[START SUPPLIED INFORMATION]
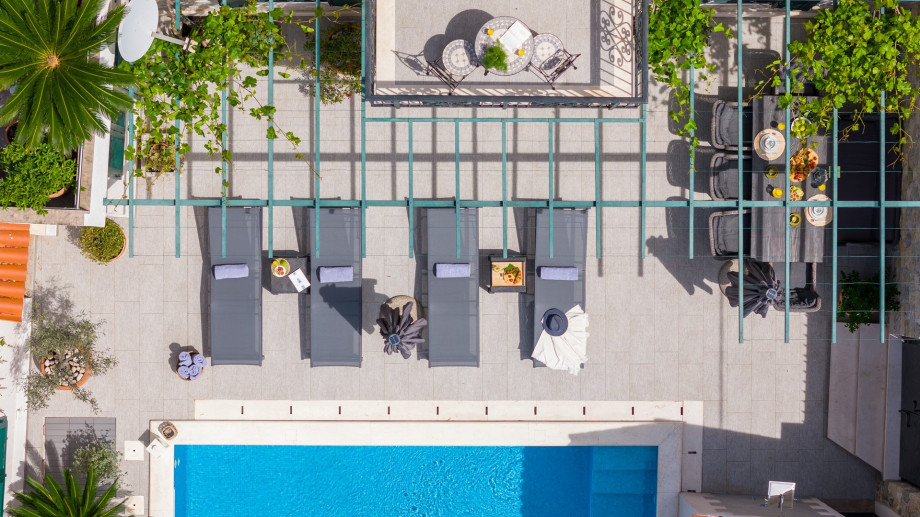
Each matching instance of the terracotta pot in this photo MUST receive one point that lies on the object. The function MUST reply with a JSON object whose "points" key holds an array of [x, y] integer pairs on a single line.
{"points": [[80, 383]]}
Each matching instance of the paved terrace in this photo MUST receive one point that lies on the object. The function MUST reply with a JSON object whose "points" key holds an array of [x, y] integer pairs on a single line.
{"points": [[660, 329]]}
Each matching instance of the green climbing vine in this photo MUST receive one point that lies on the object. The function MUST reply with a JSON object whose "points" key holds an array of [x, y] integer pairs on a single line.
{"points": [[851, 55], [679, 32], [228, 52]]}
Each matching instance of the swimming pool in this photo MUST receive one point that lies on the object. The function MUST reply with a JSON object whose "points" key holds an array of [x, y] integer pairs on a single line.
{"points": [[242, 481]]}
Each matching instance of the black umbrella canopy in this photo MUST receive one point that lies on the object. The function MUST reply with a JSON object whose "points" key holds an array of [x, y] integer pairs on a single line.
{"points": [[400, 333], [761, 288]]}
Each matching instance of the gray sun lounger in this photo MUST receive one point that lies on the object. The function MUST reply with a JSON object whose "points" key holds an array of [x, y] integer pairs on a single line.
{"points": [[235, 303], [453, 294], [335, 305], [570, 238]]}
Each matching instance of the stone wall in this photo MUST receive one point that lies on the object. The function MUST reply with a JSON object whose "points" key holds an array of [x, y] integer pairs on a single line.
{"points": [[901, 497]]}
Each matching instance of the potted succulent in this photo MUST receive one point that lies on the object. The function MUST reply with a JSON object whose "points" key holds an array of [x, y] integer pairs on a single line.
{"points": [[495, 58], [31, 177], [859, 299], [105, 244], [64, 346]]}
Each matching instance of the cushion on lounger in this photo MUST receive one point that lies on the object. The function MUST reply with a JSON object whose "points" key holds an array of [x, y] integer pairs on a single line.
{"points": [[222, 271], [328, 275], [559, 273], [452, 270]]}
[END SUPPLIED INFORMATION]
[START SUPPLIED INFORMATION]
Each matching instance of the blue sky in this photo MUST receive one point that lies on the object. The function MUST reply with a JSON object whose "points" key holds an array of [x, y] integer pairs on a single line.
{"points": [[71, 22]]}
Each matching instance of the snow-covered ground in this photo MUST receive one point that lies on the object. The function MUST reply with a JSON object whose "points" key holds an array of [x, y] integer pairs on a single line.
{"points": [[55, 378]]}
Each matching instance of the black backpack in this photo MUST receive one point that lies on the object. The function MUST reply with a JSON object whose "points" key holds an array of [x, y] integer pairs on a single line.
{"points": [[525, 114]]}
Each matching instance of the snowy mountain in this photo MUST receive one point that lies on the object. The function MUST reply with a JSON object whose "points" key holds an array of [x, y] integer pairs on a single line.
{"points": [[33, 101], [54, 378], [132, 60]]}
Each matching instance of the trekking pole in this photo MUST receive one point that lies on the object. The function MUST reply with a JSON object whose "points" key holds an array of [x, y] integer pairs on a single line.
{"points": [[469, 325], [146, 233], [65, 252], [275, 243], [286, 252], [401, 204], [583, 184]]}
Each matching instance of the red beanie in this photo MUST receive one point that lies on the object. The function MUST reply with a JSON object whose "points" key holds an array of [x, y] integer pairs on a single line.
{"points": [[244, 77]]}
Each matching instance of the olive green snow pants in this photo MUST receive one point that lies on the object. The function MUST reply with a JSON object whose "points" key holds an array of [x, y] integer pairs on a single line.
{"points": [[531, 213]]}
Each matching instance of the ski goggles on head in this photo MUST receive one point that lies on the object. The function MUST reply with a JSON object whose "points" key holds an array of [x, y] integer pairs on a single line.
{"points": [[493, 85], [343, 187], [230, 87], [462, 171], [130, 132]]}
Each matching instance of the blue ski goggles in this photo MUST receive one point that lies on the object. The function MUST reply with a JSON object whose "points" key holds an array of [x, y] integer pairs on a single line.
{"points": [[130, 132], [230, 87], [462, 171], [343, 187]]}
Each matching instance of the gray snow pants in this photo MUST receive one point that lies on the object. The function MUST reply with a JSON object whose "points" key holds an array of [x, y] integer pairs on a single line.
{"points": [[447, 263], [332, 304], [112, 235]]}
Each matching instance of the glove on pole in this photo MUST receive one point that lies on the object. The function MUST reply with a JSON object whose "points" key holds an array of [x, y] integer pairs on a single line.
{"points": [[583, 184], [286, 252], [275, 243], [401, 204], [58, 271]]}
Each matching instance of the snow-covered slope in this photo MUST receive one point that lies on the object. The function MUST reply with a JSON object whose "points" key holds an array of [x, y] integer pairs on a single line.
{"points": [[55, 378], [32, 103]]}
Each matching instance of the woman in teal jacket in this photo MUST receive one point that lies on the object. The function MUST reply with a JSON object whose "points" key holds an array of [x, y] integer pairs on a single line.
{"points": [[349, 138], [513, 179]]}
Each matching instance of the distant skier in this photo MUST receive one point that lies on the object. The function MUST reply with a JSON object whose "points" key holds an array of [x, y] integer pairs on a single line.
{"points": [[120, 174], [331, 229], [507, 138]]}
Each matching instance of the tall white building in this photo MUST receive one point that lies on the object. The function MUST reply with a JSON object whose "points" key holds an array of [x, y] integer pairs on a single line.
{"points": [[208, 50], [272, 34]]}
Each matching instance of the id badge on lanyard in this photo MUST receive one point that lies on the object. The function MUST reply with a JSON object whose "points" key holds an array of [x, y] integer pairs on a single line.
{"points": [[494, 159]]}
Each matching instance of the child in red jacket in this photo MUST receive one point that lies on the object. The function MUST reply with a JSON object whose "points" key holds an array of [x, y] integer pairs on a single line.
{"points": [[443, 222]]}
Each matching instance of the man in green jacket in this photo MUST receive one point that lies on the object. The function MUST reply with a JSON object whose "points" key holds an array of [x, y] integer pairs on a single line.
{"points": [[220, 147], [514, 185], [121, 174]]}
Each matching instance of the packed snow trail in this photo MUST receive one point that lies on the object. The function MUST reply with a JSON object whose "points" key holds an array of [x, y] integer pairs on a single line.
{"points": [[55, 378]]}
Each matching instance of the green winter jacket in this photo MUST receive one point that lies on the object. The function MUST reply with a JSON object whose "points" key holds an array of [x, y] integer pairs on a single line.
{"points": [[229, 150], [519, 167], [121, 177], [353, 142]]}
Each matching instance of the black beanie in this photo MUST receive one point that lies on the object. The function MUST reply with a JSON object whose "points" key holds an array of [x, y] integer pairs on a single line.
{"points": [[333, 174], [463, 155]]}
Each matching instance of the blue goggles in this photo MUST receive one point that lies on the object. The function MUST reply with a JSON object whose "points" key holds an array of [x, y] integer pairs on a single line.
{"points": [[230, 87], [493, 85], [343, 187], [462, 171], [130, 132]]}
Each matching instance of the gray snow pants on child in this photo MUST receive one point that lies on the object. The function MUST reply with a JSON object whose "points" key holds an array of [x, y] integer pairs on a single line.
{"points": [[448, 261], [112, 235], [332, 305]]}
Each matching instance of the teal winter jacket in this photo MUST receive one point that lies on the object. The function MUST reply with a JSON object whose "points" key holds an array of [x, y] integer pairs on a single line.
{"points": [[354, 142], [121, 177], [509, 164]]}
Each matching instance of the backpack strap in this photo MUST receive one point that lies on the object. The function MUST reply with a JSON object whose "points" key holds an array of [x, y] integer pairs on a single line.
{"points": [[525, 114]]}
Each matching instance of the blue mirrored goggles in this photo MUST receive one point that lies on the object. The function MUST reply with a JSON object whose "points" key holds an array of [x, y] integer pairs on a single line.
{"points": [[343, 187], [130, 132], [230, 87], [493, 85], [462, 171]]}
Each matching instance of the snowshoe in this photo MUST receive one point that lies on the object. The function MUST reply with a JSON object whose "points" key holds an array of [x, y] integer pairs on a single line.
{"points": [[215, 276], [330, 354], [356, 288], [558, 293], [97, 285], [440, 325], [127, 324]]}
[END SUPPLIED INFORMATION]
--- YOUR TASK ---
Find every line in the rows that contains the word "pants" and copy each of those lines.

--- RESULT FOR THIS TASK ---
Each matching instance of the olive green snow pants in this photo MUST receive one point that lies on the object. The function MUST reply with a JSON object whose "points" key holds an array of [x, y] integer pairs on a single line.
Each matching instance of the gray snow pants in this photo MUST receive one point that lies on the object. The function MUST reply with a JSON object whose "points" key holds an array of [x, y] integer pairs on a single line.
Each matching instance of the gray snow pants on child in this photo MUST receive one point that lies on the object. The function MUST reply with a JSON object whose "points" key holds an array of [x, y] integer pairs on a single line.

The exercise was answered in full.